■ **Problem 1**
In the Flashman text, rewrite the part between "Gold-digging and social-climbing" and "back in California.", inclusive, replacing "prospectors" with "miners".
■ **Problem 2**
Continue the Flashman text with the passage that comes after its last line.

■ **Text excerpt**
┄┄┄┄┄┄┄┄┄┄┄┄┄┄┄┄┄┄┄┄

Gold-digging and social-climbing beauties soon flocked to the region, too, intent on pairing up with some of the nouveau riche prospectors, and Harry would certainly have found those women a pleasant diversion. The Bendigo Ladies were known for serving as “a gentleman’s wife” for extended periods at certain prices. 

Further complications could have arisen if Harry’s path eventually crossed once again with some of the Aussie outlaws or desperadoes that he ticked off back in California.

For that or other reasons Flashman would likely have somehow ended up participating – against his will, of course – in the real-life robbery of the ship Nelson. Twenty-five thousand Pounds (In 1850s money) in gold were stolen by a gang of 22 violent men while the vessel was at Hobson’s Bay. A few of the robbers were convicts who had just escaped from Van Diemen’s Land and that escape could be another incident Harry was forced to abet.

The gang used swords and firearms and had boarded the ship after stealing some rowboats from the docks. Most, but not all, of the men were subsequently captured and the gang’s flight could be another event described up-close and personal by our favorite British blackguard. Flashy could even give us readers details about the suspected mastermind of the operation: a shady Melbourne businessman who successfully got away after paying the brigands a cut rate for the stolen gold. 

The robbery of the Nelson happened in April of 1852, leaving plenty of time for Harry and any accomplices to flee the authorities (maybe even by heading into the Outback), wrap up his Aussie adventures and still get back to England in time for the Crimean War in Flashman at the Charge.

Of course the backdrop to it all would be the usual for a Flashman tale: the grittier and uglier side of human nature, here taking the form of the goldfield violence, crooked gold assessors with their rigged scales, outlaw gangs and the tragic misfortunes suffered by the only thing standing between the Empire and this bullion bonanza: the native inhabitants.

As ever, Harry’s many offenses would wind up seeming trivial compared to history’s real-life atrocities like the fate of the Aborigines, letting the character retain his charm no matter how low he stoops.

P.S. Yes, my fellow Flashman fans, I know that Harry’s old flame from Royal Flash, the real-life Lola Montez, toured the Australian gold camps, but she did not arrive Down Under until August of 1855 by which point Harry was heavily involved in his Crimean-War Era exploits. +++ 

II. Projected Title: FLASHMAN IN THE OPIUM WAR

Time Period: Late in the Second Opium War in China (1859- 1860)

┄┄┄┄┄┄┄┄┄┄┄┄┄┄┄┄┄┄┄┄

■ **Material**
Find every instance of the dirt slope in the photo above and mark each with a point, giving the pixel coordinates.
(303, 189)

┄┄┄┄┄┄┄┄┄┄┄┄┄┄┄┄┄┄┄┄

■ **Right answer 1**
Gold-digging and social-climbing beauties soon flocked to the region, too, intent on pairing up with some of the nouveau riche miners, and Harry would certainly have found those women a pleasant diversion. The Bendigo Ladies were known for serving as “a gentleman’s wife” for extended periods at certain prices. 

Further complications could have arisen if Harry’s path eventually crossed once again with some of the Aussie outlaws or desperadoes that he ticked off back in California.

■ **Right answer 2**
The Setup: In Flashman and the Dragon (1985) readers learned that our antihero Colonel Harry Paget Flashman had been serving in Hong Kong and mainland China long enough to become fluent in the language. Flashman in the Opium War would detail Harry’s adventures in the closing period of the Second Opium War up until the start of the Anglo-French military expedition to Peking.

The Second Opium War is still an incredibly controversial conflict from Queen Victoria’s reign. Even at the time passions ran very much against the war AND against the fact that HMG was seen as accommodating the opium trade in Chinese ports.

To the most critical eyes – then and now – the Empire seemed to be facilitating the market in opium so that certain British businessmen could get rich and if the drug’s use had a very negative, epidemic downside for the Far Eastern customers, that was callously perceived to be a fringe benefit.

As I say, that is the most critical view. More sympathetic figures point out that in the 1800s the world did not have the same derogatory view of the drug trade as now and the drug trade was LEGAL in the Far East. If it hadn’t been British merchants making money off the opium trade then any gaps would have been filled by the Chinese merchants who had been dealing in drugs for centuries.

The Story: We know from off-hand references in other Flashman novels that the amoral Cavalry officer lent his name to Flashman and Bottomley, Ltd, whose ventures included the opium trade during Harry’s time in the Far East.

Usually in Flashman’s dark-humored adventures the swashbuckling rogue’s pursuit of loot is separate from the particular historical atrocities being depicted. In this case Harry’s pursuit of a fortune in opium is so tangled up with the outrages to be chronicled that it would surely have tested Fraser’s storytelling abilities to the utmost to maintain Flashman’s charm.

At any rate, I don’t know how Fraser planned on getting Colonel Flashman from America to China in 1859 to serve in the closing months of the Second Opium War proper.  

Harry being Harry, he no doubt would have been happy to abuse his military role to help his and Bottomley’s opium business against their Chinese  competitors, both legit and the Triads. (Remember, Fraser mentioned that Flashy’s familiarity with China and the Triads would need to be explained in a future volume of the Flashman Papers. )

The historical backdrop of Hong Kong that early in British control would be fascinating on every level. Harry would no doubt make himself well-known among the prettier British wives in Hong Kong and at the kinkier brothels.

The consistent thread throughout the story could be Flashman and Bottomley, Ltd’s attempts to compile a genuinely huge bonanza of opium to make a really big score of Superfly proportions.

Since it would not go over well with modern readers for Harry to become a successful drug magnate the tale would need to end with Flashman and his partner getting gypped out of their opium treasure. It would be something like the end of Royal Flash when Lola Montez runs off with the Crown Jewels of Strackenz which Harry had stolen.

And from there the stage would be set for Flashman and the Dragon‘s account of the Anglo-French expedition to Peking.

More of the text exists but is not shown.